*What the exercise asks*. Begin at the line that contains "search_term black wing" and stop after the last line of the items. Write out every line in that range again, search terms included, multiplying each bounding-box coordinate by 2.45 and rounding to a whole number, with halves rounded up.

*Given records*.
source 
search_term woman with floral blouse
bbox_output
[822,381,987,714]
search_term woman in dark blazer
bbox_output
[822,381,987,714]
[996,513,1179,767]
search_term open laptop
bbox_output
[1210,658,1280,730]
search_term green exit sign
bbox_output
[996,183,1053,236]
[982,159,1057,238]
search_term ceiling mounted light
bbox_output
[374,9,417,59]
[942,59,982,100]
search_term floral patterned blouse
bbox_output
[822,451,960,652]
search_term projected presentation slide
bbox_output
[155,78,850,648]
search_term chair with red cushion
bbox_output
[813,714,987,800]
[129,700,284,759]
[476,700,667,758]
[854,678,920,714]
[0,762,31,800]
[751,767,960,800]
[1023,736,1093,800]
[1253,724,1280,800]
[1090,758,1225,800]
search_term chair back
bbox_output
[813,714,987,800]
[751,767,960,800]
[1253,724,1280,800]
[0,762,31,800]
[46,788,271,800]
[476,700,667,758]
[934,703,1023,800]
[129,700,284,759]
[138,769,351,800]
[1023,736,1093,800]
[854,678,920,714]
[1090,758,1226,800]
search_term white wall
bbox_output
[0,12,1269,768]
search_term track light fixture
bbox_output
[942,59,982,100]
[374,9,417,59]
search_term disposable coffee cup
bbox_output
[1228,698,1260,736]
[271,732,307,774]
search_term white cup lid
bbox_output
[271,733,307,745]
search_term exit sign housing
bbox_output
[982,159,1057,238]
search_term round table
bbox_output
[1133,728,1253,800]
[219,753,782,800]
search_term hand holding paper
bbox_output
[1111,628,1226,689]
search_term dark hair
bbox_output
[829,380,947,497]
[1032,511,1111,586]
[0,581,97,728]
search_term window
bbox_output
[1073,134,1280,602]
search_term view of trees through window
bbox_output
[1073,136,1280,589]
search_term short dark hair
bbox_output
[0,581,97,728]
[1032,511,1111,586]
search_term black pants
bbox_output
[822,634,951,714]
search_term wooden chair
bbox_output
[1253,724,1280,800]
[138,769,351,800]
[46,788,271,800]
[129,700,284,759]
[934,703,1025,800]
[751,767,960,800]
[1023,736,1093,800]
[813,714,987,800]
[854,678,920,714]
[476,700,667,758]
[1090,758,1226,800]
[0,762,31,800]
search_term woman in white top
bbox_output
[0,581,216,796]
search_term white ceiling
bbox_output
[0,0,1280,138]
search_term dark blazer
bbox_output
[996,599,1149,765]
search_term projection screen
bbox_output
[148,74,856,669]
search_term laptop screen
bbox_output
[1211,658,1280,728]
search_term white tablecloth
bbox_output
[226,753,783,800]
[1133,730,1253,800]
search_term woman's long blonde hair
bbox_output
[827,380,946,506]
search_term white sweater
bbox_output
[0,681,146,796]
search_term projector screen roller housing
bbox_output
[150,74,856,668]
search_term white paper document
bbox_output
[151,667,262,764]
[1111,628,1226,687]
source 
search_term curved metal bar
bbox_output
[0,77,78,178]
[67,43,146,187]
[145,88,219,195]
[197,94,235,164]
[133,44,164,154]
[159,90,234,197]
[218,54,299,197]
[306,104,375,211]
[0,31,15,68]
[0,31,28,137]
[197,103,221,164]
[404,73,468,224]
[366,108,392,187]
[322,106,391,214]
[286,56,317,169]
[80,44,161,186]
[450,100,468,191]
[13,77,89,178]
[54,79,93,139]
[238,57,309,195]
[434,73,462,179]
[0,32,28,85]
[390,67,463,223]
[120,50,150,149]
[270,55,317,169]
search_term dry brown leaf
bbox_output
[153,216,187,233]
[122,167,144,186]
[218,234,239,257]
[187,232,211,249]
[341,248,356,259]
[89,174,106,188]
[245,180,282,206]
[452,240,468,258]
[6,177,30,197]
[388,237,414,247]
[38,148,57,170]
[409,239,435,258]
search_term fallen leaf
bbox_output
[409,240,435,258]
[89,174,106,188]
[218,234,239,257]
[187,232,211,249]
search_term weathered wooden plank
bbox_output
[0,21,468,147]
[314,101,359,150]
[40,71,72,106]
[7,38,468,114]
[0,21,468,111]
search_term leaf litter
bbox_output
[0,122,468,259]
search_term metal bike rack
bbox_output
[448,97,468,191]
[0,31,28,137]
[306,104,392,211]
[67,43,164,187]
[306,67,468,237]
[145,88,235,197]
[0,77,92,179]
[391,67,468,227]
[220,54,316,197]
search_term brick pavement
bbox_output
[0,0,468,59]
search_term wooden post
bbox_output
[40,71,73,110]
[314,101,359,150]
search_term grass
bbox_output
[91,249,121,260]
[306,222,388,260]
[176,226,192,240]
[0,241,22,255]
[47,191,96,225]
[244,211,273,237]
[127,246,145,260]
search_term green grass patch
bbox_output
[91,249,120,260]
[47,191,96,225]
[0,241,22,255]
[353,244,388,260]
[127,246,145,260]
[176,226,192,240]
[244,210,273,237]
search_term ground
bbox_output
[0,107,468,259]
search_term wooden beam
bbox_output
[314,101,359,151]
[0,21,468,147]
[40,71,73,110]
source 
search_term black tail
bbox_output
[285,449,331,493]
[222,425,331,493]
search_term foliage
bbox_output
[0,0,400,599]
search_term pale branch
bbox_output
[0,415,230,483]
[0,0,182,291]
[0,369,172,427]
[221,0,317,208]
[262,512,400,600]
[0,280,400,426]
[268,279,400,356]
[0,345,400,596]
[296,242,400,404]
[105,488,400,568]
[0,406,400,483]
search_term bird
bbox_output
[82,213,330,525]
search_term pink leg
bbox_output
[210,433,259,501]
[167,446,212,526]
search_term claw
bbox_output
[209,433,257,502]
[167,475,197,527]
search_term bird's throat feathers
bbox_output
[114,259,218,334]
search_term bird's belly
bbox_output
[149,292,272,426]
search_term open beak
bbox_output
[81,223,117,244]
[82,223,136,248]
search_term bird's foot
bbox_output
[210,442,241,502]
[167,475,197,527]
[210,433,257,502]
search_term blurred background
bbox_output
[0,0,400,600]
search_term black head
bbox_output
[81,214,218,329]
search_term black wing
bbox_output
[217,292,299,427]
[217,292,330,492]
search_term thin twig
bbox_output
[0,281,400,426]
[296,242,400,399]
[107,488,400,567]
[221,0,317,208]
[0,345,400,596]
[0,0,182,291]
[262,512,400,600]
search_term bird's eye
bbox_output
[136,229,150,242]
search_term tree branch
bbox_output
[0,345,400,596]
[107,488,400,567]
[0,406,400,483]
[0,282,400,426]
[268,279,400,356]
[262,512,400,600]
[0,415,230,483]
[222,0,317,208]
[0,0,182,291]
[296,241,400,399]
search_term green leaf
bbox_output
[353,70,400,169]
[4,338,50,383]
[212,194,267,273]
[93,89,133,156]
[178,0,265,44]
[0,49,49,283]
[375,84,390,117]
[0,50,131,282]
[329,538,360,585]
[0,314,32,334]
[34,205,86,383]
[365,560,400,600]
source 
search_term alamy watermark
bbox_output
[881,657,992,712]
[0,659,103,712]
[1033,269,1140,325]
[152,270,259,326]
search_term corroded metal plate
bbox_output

*Task output*.
search_term black wing
bbox_output
[532,715,733,1046]
[532,715,809,1205]
search_term thin twig
bbox_output
[0,688,980,1044]
[725,593,980,978]
[262,1196,980,1389]
[541,0,777,510]
[0,845,980,1460]
[0,0,446,713]
[642,1254,980,1470]
search_term bird's eye
bbox_output
[333,561,368,593]
search_term tree branch
bbox_output
[0,845,980,1460]
[262,1196,980,1389]
[0,995,980,1183]
[0,691,980,1044]
[657,684,980,872]
[642,1254,980,1470]
[0,1017,564,1183]
[544,0,777,510]
[0,0,446,713]
[725,590,980,978]
search_term green leaf
bbox_output
[865,172,980,414]
[10,828,123,938]
[519,475,654,669]
[228,218,326,382]
[436,0,649,108]
[0,120,120,693]
[919,206,956,287]
[0,123,321,691]
[806,1318,882,1433]
[0,769,78,818]
[83,502,211,938]
[894,1372,980,1470]
source 
search_term alamy watermark
bbox_output
[2158,1610,2430,1744]
[0,1615,252,1744]
[2531,659,2793,796]
[372,662,635,799]
search_term corroded metal plate
bbox_output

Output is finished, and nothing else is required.